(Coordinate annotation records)
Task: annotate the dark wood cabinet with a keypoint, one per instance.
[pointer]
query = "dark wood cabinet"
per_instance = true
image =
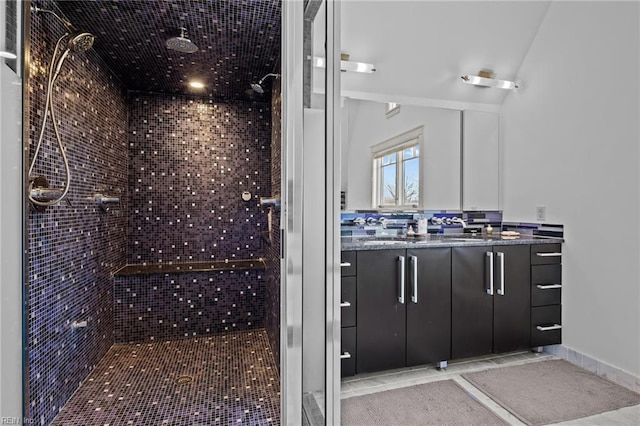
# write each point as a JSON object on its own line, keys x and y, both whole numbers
{"x": 404, "y": 308}
{"x": 348, "y": 300}
{"x": 381, "y": 313}
{"x": 428, "y": 306}
{"x": 471, "y": 305}
{"x": 490, "y": 300}
{"x": 511, "y": 319}
{"x": 546, "y": 294}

** YOUR TASK **
Can you give the material again with every "dark wood cabinet" replaced by "tall bookshelf", everything else unchanged and the picture left out?

** EXPECTED ANSWER **
Task: annotate the tall bookshelf with a keypoint, one per instance.
[pointer]
query = "tall bookshelf"
per_instance = true
image =
# write each point as a JSON object on its own line, keys x and y, both whole numbers
{"x": 404, "y": 308}
{"x": 348, "y": 300}
{"x": 381, "y": 313}
{"x": 428, "y": 306}
{"x": 471, "y": 305}
{"x": 490, "y": 300}
{"x": 511, "y": 319}
{"x": 546, "y": 294}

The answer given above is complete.